## EXCERPT PROVIDED

In RE: Google Android Consumer Privacy Litigation
4:11-md-02264
N.D. Cal.Mar 26, 2013Background
- This is a Northern District of California MDL addressing Android privacy claims against Google, AdMob, and AdWhirl; court grants partial dismissal and leave to amend.
- Plaintiffs allege Google’s Android OS and Apps collect PII via hidden code/hooks, including names, location data, app activity, and device UUIDs.
- AdMob and AdWhirl are integrated into the ecosystem, with AdWhirl enabling dynamic switching among ad networks; Google acquired AdMob in 2009.
- Android Market and the OS allegedly provide a data-collection environment; Plaintiffs claim notice and consent were lacking and representations about anonymization were false.
- Plaintiffs assert six claims: CFAA, UCL, California constitutional Right to Privacy, CDAFA, Negligence, and Trespass to Chattels; court dismisses several with leave to amend.
- Court denies as moot the motion to strike exhibits; grants leave to amend all dismissed claims; deadlines set for amended pleadings.

## INSTRUCTION
Copy the case summary word for word, from "- Plaintiffs allege" up to and including "AdMob in 2009.".

(Image object location entries)
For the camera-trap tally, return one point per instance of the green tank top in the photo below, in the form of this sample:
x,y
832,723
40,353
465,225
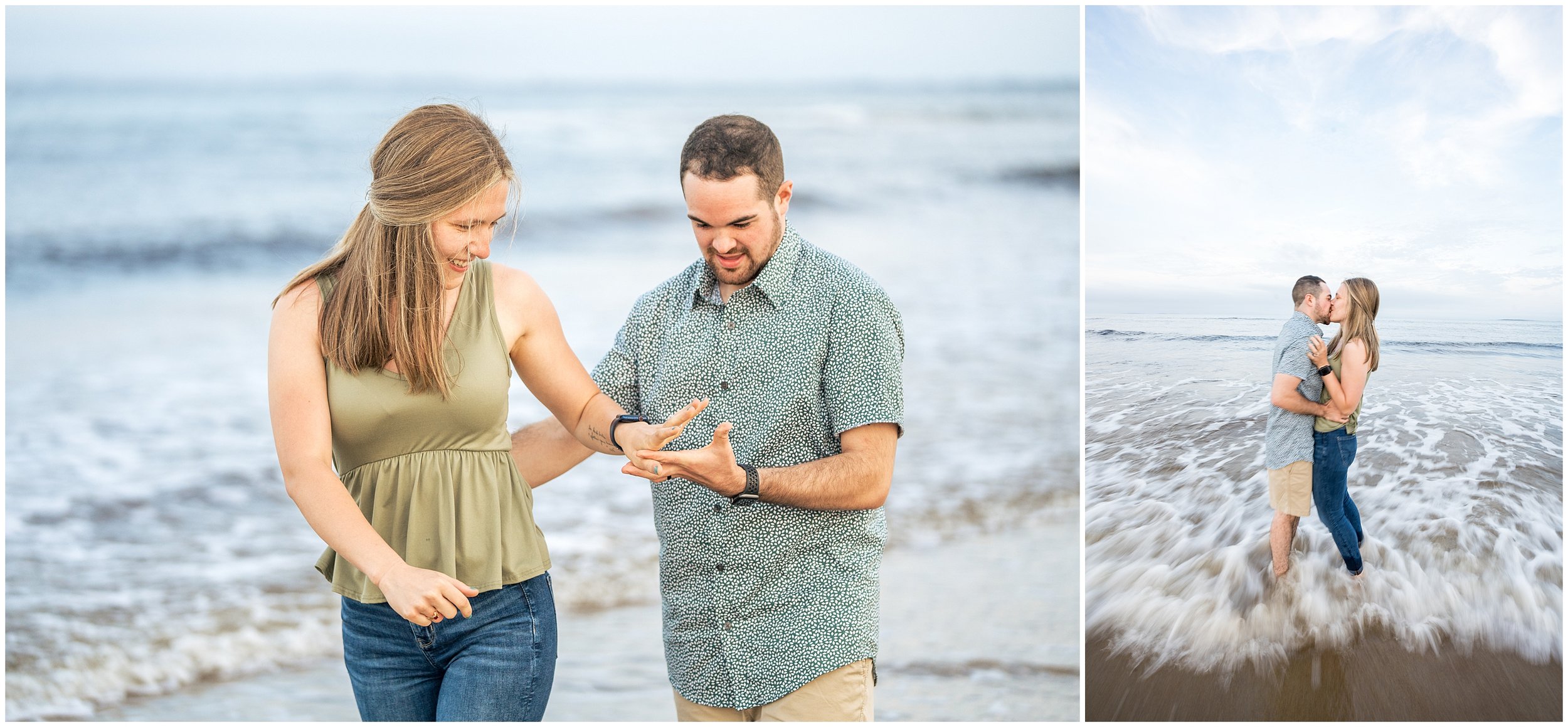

## EXERCISE RESPONSE
- Plaintiffs allege Google’s Android OS and Apps collect PII via hidden code/hooks, including names, location data, app activity, and device UUIDs.
- AdMob and AdWhirl are integrated into the ecosystem, with AdWhirl enabling dynamic switching among ad networks; Google acquired AdMob in 2009.